**TASK LIST:**
a. Answer these questions using the text on Hanoi's Cat Linh-Ha Dong metro line below.
(i) In what year did the term "metro rail" first appear in the capital's integrated Urban Development Program?
(ii) How long is the elevated Cat Linh-Ha Dong route?
(iii) How many delayed projects did the Ministry of Planning and Investment count in 2017?
b. Extend the text on Hanoi's delayed Cat Linh-Ha Dong metro line, starting after its final sentence.

═════ EXCERPTED TEXT

A train of Hanoi's Cat Linh - Ha Dong metro line run on trial. Photo by VnExpress/Giang Huy. |
In 2007 the term "metro rail" had appeared for the first time in the capital’s integrated Urban Development Program for until 2020. Two years later an engineering, procurement, construction (EPC) contract was signed for it with a Chinese contractor.
Hanoians dreamed of traveling by metro, not jostling for space on crowded streets and sitting back and relaxing and having an aerial view of the city.
It was originally scheduled for trial runs in 2014 and commercial operations a year later, but 2014 and 2015 came and went without the slightest signs of completion.
In the summer of 2017 the first batch of coaches meant for the metro was put on display. The public was eager to see them and also heard a member of the project management agency talking about how the metro would work.
But 12 years after it was first envisaged, 10 years after it was approved, eight years after construction began, and four transport ministers later, the 13.1-kilometer elevated route remains unfinished and festering like an open wound.
The State Audit Office of Vietnam announced recently that the transport ministry had begun the metro knowing it would make losses and without any plan to ensure it eventually breaks even.
The ministry had made a series of mistakes in planning and implementing the Cat Linh-Ha Dong line while the forecast of passenger numbers by the Chinese consulting firm was several times higher than that of the Transport Development and Strategy Institute, it noted.
And the Cat Linh-Ha Dong line is not the only one to suffer this fate: there are five other proposed metro routes in the country, three more in Hanoi and two in Ho Chi Minh City that are all well behind schedule and have overrun the budget by VND81 trillion ($3.5 billion) so far.
It looks like "slow progress" has become the new normal for public projects. The Ministry of Planning and Investment had counted 1,609 delayed projects in 2017 and 1,778 last year.
The Provincial Governance and Public Administration Performance Index, which ranks cities and provinces by surveying citizens in all 63 provinces and cities in the country, shows that the national average score for accountability to the public fell from 5.88 in 2014 to 4.89 last year.
But after a myriad cases of tardiness, many of which were exposed by the media, the public has only heard state officials "admitting our shortcomings and learning from the experience."
There has been absolutely no one resigning or "taking full responsibility for what has happened."

══════════
═════ RECORDS SUPPLIED

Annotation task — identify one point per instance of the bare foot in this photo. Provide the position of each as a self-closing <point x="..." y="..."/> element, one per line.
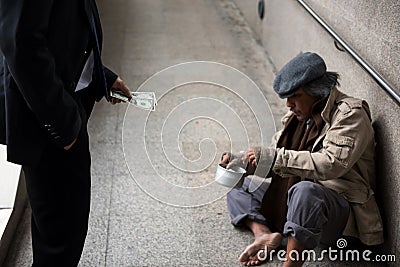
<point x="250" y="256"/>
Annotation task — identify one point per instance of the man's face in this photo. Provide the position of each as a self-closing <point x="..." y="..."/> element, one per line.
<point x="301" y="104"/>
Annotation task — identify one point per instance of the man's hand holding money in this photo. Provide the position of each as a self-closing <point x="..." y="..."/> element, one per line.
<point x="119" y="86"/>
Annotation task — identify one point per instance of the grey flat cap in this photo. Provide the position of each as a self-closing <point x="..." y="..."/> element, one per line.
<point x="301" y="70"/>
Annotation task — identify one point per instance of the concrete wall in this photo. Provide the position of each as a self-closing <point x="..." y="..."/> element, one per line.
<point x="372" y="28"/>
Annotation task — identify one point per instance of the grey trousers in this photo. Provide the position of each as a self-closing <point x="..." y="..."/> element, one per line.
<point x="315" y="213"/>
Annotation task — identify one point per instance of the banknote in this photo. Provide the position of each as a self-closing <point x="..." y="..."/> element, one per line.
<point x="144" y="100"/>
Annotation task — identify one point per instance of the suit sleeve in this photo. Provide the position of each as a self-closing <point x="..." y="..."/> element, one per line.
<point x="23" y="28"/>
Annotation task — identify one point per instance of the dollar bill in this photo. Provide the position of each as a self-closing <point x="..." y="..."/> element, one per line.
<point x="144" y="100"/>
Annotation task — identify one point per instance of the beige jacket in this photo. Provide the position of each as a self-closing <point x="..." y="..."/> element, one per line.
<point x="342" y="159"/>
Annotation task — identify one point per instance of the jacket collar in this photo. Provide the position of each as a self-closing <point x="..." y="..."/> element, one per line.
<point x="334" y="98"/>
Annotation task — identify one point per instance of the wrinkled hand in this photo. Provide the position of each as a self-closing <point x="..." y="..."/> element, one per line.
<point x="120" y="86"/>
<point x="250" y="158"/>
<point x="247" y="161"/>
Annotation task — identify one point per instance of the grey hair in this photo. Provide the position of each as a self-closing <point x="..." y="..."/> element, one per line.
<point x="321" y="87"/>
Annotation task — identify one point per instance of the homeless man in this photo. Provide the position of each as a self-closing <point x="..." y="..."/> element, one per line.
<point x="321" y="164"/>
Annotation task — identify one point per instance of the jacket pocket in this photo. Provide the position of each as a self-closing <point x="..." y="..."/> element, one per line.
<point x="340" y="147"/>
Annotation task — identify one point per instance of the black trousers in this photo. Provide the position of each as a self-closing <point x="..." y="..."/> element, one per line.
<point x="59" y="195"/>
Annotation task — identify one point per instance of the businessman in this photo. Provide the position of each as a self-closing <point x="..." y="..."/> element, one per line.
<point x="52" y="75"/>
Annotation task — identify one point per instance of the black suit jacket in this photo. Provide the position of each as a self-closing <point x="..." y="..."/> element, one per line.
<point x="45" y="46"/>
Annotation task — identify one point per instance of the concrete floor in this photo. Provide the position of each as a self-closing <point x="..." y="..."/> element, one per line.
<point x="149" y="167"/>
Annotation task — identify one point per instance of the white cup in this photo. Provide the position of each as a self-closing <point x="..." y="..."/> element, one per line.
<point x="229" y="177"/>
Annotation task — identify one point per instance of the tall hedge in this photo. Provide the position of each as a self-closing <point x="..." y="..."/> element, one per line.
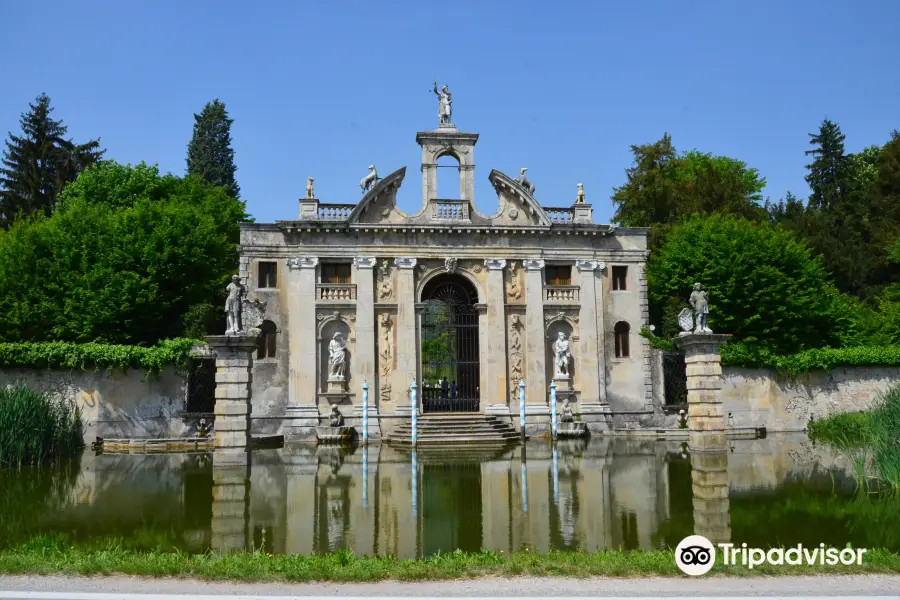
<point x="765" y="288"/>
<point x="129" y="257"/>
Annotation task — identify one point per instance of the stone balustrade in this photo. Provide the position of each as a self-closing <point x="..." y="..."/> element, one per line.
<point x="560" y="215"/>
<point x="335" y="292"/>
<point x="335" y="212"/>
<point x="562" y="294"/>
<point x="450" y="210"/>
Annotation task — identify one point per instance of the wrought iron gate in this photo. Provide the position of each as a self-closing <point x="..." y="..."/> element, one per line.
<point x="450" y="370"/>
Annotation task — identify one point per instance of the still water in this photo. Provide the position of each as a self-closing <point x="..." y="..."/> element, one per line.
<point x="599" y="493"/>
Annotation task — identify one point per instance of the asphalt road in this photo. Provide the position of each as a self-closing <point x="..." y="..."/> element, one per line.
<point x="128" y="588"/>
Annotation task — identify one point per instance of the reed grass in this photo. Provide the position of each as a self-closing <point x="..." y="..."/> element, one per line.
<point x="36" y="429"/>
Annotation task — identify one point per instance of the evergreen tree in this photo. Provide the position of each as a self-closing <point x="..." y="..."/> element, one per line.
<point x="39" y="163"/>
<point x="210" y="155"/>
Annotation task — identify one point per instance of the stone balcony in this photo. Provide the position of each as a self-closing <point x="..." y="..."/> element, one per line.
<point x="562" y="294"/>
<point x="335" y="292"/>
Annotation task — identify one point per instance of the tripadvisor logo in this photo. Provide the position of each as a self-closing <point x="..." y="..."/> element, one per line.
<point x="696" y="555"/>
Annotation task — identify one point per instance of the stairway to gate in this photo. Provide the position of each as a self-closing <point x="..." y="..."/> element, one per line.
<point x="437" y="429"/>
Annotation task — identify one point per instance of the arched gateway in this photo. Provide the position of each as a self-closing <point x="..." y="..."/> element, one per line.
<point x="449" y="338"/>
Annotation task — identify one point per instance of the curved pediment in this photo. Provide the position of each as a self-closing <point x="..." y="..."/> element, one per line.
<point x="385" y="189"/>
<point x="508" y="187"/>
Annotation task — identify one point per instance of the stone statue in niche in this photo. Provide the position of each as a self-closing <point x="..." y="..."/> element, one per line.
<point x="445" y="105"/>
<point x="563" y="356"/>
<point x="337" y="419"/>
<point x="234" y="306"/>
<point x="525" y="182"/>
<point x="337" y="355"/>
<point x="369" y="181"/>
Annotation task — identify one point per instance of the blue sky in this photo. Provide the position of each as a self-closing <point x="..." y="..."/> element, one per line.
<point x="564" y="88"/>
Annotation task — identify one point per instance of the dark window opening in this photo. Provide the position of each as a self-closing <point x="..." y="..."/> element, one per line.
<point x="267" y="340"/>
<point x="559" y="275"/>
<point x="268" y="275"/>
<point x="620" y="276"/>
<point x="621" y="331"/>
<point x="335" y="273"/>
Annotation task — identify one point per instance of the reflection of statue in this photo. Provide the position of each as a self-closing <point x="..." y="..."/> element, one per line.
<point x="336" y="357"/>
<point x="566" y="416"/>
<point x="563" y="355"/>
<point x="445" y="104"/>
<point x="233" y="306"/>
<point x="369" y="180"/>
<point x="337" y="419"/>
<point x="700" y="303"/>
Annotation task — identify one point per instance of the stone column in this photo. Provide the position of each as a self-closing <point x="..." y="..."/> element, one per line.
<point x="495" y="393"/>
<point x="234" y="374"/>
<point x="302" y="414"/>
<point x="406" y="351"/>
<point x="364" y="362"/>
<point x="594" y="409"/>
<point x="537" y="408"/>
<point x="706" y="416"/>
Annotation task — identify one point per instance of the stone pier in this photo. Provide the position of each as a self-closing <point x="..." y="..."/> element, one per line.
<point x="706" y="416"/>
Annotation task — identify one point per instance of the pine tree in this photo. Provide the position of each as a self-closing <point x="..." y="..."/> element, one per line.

══════════
═════ RECORDS SUPPLIED

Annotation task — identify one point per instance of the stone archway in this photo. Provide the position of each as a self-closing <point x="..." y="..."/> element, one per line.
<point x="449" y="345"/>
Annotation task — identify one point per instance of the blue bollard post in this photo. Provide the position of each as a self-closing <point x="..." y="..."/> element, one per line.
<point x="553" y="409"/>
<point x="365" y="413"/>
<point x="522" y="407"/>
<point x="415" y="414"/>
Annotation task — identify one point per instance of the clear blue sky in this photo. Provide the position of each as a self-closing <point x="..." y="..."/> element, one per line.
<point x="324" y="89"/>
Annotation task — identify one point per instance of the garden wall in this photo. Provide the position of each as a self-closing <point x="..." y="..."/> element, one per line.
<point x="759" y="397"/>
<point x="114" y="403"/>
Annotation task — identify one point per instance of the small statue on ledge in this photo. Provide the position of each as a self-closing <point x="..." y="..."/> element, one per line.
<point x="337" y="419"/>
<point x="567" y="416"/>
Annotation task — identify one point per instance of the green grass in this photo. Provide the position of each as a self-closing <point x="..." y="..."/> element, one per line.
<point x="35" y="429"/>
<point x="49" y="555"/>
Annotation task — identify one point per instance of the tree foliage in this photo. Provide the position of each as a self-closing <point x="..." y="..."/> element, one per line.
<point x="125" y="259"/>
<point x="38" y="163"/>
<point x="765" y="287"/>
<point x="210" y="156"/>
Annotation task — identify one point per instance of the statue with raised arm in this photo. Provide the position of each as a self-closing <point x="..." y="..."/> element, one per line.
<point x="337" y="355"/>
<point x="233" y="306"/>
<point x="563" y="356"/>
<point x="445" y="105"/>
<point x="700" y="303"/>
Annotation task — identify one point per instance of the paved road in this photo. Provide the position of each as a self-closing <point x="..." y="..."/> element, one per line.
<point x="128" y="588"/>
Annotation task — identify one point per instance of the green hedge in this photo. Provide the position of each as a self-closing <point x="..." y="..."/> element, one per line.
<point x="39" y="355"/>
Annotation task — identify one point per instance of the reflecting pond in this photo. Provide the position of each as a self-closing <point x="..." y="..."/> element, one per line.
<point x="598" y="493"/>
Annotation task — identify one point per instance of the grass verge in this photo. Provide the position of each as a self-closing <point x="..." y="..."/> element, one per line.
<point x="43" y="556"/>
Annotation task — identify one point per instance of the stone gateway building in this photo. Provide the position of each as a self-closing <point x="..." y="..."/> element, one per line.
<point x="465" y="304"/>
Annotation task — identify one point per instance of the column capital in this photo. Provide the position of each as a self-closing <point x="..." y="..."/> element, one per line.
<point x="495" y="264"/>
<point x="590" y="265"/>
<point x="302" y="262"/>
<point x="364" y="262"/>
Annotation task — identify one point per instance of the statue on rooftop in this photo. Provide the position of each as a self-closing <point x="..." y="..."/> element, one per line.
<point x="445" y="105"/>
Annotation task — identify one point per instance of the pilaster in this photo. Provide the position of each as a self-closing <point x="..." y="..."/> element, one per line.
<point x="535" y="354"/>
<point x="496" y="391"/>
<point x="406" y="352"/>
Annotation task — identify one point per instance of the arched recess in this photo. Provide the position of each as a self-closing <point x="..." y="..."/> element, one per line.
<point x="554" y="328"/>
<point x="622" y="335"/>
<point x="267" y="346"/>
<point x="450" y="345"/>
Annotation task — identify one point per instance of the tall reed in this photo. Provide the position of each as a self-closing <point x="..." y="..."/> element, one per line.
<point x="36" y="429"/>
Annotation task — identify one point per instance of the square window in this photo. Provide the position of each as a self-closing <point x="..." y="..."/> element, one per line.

══════════

**TASK-BY-TASK OUTPUTS:**
a.
(i) 2007
(ii) 13.1 kilometers
(iii) 1,609

b.
"It could be a good thing," Phong used to think about the Cat Linh-Ha Dong metro line when work on it first started. He had also hoped it would change his hometown for the better.
But now "I would never use it even if I have to die," he said.
In fact, he does not dare go anywhere near the work site. His wife has stopped going out as often as she used to do, and spends much of her time at home watching their grandchildren.
Their daughter works in a hospital not far from the line, and every day after she leaves for work the couple sit and worry.
Phong is not the only one to fear for his family’s safety.
The demand for "being safe" is evident almost everywhere in the country, and somehow socio-economic development seems to have become a threat to that.
People now demand accountability from people in charge of infrastructure and urban development works and other public works.
Projects such as the Cat Linh-Ha Dong metro line, a typical example of tardiness, waste and lack of transparency, are now a burden not only on the economy but also people's spirit.
In a nation that had been filled with ambitions of industrialization and modernization two decades ago, many people now just want to be safe though that kind of mindset can hold back the nation's development.
After years of uncertainty how many Hanoians still ride a motorbike on the street every morning, look up and hope that one day they could use the metro line? How many just hope for it to end soon, whatever its outcome, so that they could finally have peace and safety? And, how many wish the project had never started in the first place?
*Hoang Phuong is a journalist. The opinions expressed are her own.